**What is needed:**
Convert the lines from the one containing "Q: For the photo above, point to the snowy" through the last line into a JSON list of strings, with one string per line and blank lines omitted.

>>>>>

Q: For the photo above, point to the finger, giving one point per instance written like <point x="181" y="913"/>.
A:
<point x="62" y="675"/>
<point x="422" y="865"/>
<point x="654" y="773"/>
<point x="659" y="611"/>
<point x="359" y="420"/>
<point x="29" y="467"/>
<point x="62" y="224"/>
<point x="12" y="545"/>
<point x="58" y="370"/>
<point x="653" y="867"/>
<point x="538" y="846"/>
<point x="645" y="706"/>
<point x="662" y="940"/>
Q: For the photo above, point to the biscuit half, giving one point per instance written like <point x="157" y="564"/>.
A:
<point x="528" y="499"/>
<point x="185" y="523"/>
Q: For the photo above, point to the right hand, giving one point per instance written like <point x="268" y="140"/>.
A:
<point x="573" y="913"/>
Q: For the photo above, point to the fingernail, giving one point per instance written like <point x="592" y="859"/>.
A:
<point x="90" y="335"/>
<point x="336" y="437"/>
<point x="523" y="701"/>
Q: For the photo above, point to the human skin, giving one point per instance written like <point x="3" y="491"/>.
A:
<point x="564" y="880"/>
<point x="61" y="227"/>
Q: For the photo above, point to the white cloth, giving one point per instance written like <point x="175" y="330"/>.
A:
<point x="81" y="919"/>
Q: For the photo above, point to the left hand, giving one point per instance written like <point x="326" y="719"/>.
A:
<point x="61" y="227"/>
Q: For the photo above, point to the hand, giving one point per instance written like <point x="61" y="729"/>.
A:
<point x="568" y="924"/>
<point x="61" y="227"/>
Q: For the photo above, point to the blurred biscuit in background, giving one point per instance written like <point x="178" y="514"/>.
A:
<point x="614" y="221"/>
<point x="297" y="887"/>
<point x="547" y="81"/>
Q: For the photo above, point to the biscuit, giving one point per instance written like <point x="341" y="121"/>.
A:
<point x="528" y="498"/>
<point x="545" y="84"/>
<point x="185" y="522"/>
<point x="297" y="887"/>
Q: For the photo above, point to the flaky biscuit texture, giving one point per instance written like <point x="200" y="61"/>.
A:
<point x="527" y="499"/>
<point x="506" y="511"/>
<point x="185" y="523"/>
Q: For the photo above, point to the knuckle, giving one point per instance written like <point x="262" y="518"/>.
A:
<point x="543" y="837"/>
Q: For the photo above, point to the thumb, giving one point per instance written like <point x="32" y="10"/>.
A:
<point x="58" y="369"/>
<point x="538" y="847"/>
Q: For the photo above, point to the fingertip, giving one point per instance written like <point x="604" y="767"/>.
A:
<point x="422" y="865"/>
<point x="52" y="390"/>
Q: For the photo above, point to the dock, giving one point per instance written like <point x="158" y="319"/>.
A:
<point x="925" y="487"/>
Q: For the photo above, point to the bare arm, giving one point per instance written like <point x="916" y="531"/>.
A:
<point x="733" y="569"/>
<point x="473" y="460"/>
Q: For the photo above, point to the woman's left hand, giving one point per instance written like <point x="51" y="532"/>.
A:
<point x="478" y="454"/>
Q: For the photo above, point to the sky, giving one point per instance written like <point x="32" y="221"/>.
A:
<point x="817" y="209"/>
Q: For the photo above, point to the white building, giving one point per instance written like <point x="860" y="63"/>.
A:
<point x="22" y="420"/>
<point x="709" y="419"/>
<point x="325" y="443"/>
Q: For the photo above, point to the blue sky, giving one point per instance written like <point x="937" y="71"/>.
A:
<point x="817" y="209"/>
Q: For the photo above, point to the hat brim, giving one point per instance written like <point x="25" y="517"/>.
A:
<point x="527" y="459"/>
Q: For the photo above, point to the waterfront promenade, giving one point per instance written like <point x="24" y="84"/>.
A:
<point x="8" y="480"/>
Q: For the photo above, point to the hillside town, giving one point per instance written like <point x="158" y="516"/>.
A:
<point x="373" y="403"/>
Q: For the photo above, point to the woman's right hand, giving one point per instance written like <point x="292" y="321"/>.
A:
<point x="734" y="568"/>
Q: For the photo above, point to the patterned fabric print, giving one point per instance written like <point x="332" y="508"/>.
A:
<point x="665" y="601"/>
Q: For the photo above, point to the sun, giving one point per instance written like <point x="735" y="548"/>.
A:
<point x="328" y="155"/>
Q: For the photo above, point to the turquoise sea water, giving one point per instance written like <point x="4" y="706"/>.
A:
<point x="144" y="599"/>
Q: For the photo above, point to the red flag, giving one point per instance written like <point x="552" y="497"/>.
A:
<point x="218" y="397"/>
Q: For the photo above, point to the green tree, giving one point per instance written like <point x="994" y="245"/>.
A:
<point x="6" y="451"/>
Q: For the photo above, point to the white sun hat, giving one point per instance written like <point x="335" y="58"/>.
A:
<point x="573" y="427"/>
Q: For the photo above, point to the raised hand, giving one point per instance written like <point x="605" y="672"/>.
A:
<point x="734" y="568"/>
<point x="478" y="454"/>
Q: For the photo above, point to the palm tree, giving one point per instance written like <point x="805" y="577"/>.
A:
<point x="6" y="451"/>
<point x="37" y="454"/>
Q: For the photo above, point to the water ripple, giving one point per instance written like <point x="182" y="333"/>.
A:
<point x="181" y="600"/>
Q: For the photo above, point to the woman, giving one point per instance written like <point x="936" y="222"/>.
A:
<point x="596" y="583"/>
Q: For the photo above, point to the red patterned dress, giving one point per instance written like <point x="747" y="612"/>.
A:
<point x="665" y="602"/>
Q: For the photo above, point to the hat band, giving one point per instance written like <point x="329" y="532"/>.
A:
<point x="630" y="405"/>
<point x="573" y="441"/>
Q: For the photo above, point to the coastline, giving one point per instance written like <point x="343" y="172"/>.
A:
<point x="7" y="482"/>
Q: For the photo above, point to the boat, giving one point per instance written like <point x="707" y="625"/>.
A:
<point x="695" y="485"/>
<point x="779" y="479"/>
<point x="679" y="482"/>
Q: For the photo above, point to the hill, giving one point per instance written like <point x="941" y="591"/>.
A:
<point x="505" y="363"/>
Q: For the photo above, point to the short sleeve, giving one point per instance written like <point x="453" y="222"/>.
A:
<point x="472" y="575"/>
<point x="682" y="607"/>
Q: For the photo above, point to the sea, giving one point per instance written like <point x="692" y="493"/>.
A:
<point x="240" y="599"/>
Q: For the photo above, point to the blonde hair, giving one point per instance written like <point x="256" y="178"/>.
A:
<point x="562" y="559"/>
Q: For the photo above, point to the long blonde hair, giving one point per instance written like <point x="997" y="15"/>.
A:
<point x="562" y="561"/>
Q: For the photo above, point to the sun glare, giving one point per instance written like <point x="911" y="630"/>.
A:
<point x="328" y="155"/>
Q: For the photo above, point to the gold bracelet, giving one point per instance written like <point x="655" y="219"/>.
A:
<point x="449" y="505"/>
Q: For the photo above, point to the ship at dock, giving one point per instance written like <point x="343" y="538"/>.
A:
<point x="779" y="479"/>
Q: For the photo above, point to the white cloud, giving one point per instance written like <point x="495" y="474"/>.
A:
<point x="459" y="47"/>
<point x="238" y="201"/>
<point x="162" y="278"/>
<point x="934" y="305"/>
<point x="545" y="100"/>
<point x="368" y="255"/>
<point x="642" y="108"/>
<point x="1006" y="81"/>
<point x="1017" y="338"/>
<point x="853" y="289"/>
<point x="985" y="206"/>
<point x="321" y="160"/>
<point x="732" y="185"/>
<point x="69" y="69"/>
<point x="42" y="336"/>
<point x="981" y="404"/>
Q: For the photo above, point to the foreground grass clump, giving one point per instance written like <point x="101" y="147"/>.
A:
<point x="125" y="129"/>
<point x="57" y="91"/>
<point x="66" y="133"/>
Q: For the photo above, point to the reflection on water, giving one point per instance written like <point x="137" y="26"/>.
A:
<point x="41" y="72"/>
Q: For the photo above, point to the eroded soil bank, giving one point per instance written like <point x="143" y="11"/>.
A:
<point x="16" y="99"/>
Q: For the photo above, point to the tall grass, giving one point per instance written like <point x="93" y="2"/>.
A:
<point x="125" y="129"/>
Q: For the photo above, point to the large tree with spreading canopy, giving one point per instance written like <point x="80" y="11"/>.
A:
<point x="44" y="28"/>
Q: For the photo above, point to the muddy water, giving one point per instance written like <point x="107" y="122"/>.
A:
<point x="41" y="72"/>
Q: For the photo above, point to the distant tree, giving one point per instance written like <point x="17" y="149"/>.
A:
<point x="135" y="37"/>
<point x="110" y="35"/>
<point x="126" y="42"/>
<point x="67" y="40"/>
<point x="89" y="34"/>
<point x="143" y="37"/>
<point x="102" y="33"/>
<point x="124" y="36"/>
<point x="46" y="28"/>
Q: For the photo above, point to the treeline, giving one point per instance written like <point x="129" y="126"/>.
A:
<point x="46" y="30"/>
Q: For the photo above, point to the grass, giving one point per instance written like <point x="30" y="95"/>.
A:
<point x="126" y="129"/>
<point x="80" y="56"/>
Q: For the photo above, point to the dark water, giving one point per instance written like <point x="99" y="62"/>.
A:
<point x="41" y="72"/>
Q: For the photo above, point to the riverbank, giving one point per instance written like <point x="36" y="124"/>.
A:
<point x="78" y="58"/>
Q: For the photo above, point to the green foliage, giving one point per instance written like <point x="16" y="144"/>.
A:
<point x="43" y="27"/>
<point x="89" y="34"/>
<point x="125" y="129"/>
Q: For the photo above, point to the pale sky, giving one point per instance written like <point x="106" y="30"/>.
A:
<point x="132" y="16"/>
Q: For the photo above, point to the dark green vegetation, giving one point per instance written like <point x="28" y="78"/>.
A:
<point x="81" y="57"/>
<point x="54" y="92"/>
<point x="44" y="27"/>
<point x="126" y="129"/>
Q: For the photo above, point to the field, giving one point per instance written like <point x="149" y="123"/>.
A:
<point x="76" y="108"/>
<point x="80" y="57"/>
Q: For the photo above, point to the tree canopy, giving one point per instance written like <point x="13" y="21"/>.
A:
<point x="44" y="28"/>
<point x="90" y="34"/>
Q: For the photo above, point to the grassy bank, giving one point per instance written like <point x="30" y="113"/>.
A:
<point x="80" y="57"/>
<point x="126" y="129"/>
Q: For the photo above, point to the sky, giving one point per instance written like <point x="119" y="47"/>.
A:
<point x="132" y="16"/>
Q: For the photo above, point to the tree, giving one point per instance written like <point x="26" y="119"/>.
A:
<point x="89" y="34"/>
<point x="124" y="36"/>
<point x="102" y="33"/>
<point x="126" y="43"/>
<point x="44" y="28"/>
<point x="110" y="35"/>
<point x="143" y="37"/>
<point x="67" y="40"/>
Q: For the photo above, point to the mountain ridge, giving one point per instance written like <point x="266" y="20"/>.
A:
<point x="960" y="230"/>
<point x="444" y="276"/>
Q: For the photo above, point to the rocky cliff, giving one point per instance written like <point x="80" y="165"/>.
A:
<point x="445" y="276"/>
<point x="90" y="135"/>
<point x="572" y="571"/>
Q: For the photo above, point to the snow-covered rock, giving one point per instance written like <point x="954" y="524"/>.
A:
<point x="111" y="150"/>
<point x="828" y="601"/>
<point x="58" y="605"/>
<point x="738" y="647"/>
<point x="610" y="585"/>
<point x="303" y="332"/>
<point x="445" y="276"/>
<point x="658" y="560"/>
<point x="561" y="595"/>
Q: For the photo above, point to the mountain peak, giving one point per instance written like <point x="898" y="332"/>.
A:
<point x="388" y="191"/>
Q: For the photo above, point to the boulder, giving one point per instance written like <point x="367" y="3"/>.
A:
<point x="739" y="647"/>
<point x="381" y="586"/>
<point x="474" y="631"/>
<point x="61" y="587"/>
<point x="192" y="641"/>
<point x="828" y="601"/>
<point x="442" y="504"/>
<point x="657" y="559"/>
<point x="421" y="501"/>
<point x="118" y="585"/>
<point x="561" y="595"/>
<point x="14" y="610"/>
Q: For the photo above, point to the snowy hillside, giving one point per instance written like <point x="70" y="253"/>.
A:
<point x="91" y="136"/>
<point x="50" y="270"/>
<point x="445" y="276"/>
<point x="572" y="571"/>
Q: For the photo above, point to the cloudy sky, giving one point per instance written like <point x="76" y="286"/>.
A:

<<<<<

**Expected answer:**
[
  "Q: For the photo above, point to the snowy hillside, giving one point per instance written like <point x=\"70\" y=\"253\"/>.",
  "A:",
  "<point x=\"91\" y=\"136\"/>",
  "<point x=\"50\" y=\"270\"/>",
  "<point x=\"445\" y=\"276\"/>",
  "<point x=\"572\" y=\"571\"/>",
  "Q: For the photo above, point to the cloudy sky, giving one point per instance written like <point x=\"76\" y=\"286\"/>.",
  "A:"
]